TO BE DONE:
Select every line of the data below that contains the word "white", and copy each one out. Case counts.
————
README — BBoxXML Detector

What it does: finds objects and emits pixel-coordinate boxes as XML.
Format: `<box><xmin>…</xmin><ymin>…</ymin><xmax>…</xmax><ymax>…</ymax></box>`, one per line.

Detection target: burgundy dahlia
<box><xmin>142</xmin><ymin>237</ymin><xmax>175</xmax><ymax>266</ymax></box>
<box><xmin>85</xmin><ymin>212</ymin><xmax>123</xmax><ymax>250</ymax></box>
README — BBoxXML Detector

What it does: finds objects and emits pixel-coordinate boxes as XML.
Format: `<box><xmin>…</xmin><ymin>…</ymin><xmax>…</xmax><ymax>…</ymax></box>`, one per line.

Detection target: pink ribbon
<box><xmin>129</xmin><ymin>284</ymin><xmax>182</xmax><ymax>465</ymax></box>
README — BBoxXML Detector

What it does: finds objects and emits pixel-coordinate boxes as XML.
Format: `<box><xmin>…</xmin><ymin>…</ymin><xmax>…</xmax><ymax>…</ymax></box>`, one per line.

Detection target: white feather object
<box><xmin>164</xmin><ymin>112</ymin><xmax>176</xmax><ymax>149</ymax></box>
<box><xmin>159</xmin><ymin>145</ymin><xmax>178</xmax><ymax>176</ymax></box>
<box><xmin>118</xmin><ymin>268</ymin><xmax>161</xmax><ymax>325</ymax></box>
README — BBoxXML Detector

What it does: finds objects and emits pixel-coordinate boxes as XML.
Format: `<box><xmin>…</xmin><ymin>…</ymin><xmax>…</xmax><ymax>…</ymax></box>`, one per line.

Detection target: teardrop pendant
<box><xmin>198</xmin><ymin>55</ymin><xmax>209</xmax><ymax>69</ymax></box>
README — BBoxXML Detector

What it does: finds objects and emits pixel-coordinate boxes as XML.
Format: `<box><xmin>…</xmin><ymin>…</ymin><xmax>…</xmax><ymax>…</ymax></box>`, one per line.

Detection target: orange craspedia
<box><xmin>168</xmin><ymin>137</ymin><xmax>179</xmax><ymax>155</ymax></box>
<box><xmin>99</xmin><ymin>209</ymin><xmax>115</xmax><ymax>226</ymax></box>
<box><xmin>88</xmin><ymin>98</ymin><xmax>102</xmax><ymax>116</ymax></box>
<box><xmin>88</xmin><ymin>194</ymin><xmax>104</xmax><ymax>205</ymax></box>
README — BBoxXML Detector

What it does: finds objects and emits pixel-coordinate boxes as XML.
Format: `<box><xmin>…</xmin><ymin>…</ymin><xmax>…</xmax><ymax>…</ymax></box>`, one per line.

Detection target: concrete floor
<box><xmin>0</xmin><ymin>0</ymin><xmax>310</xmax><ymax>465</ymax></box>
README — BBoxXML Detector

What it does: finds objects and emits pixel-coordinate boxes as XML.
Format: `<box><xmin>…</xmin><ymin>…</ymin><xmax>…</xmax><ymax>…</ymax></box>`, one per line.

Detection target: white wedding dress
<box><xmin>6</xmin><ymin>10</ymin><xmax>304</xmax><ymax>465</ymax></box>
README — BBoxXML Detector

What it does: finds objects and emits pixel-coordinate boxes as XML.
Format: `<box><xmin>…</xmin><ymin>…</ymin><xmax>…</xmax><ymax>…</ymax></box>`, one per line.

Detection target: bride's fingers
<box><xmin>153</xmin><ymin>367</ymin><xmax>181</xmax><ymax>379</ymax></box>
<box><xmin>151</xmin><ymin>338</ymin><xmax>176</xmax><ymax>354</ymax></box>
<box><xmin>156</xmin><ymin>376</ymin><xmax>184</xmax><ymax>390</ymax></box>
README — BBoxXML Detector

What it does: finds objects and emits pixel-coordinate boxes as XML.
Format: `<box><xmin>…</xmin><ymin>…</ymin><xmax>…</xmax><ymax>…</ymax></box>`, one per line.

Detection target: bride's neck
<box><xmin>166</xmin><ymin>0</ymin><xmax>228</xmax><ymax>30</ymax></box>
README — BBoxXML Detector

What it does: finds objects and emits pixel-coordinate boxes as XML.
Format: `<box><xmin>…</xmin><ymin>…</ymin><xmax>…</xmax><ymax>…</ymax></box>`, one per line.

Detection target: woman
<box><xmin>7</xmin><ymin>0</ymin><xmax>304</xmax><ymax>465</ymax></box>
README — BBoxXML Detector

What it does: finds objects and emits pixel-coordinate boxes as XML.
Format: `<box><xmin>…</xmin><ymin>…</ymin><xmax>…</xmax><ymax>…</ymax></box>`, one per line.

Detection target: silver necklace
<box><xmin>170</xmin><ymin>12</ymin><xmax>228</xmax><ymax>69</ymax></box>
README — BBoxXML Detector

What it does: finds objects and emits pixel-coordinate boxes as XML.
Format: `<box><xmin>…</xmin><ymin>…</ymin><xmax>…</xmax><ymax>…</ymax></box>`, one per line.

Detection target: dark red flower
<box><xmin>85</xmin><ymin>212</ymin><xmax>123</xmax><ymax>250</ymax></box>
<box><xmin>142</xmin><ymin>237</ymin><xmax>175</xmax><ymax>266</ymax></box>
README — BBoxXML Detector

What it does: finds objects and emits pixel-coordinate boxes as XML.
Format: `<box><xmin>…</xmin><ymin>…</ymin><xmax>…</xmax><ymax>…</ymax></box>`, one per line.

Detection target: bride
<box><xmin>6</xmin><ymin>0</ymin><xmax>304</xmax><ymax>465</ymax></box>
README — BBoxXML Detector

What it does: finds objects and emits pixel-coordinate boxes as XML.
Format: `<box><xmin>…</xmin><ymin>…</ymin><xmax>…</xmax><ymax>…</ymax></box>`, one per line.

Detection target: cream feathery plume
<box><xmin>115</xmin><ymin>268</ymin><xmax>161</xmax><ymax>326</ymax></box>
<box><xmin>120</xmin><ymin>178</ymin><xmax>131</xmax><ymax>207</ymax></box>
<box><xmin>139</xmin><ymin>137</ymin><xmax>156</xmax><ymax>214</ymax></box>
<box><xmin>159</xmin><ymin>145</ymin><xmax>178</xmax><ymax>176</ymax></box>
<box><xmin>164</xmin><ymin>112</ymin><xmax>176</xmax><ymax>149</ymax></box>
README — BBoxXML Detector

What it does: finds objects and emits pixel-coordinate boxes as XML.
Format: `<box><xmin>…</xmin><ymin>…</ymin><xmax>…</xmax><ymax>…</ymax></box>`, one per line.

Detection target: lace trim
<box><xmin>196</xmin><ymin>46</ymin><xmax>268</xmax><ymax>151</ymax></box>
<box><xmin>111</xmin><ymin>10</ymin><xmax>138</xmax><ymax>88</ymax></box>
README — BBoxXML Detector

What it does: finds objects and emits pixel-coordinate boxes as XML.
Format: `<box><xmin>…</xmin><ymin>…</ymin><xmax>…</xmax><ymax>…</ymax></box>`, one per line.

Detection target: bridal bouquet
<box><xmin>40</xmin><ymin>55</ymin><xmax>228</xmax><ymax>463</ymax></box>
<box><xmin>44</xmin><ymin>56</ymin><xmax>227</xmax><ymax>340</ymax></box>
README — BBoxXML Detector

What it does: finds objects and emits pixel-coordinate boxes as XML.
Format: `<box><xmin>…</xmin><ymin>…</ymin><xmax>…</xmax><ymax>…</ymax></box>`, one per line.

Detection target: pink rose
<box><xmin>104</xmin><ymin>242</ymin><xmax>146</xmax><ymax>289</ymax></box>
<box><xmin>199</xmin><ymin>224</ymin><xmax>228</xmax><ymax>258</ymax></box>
————
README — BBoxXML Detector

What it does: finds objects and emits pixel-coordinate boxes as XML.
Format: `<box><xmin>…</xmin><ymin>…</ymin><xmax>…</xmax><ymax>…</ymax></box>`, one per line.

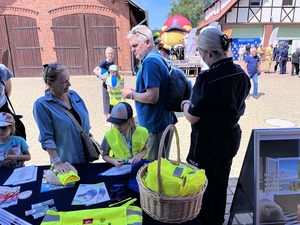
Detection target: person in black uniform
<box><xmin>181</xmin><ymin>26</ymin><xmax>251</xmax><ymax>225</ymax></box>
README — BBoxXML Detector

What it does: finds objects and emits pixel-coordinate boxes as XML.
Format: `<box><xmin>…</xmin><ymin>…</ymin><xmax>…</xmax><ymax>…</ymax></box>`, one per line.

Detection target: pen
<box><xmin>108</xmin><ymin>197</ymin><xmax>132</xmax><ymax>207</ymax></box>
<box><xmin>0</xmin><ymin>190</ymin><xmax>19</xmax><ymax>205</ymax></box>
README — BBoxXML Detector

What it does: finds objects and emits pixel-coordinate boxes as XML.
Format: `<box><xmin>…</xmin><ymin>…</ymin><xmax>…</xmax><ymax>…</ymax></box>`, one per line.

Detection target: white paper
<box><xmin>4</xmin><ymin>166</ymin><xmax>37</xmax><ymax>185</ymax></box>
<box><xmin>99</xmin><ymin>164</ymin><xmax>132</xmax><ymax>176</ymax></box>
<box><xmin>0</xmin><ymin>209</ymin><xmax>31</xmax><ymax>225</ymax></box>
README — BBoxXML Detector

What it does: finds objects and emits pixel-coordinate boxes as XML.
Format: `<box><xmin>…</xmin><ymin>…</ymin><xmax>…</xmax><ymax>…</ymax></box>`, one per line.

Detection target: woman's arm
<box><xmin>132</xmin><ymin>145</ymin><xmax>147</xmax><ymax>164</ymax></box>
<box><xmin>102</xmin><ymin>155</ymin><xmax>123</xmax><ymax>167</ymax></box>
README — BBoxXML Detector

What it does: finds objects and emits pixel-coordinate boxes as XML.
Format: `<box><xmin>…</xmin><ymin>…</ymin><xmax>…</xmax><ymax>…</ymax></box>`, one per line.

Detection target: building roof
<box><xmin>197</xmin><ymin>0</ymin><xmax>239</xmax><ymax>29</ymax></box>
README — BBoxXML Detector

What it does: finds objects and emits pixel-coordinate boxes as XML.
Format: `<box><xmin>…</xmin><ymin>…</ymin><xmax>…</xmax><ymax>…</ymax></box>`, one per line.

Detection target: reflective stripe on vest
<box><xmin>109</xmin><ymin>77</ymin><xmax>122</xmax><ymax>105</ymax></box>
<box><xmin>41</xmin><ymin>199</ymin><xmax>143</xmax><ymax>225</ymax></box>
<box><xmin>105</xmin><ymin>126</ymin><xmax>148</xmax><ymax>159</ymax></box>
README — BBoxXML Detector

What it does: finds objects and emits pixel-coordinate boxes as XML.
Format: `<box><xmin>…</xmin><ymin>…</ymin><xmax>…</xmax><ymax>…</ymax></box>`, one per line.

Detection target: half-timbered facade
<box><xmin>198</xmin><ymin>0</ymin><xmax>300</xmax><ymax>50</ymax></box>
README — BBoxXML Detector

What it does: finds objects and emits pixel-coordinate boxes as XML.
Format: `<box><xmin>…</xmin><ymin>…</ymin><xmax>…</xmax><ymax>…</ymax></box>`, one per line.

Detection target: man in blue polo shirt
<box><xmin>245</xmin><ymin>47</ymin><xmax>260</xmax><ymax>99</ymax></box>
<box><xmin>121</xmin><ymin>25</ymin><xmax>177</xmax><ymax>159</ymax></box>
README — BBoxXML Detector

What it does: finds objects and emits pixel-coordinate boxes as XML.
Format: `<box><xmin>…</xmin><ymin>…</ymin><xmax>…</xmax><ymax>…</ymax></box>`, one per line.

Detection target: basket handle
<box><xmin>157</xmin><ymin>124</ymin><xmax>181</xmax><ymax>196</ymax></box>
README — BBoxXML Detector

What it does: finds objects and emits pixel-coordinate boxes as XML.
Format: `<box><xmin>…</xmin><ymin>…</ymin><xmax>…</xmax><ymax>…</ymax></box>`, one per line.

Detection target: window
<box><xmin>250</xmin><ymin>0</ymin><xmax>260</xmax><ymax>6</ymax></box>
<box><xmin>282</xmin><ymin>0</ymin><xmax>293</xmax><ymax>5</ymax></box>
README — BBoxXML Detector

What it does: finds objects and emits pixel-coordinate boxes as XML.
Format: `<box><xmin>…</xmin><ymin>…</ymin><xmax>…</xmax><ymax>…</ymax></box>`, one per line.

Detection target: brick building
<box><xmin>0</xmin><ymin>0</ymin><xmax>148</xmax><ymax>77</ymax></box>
————
OUTPUT OF THE EXERCISE:
Detection target: white feather object
Detection target: white wedding dress
Detection target: white paper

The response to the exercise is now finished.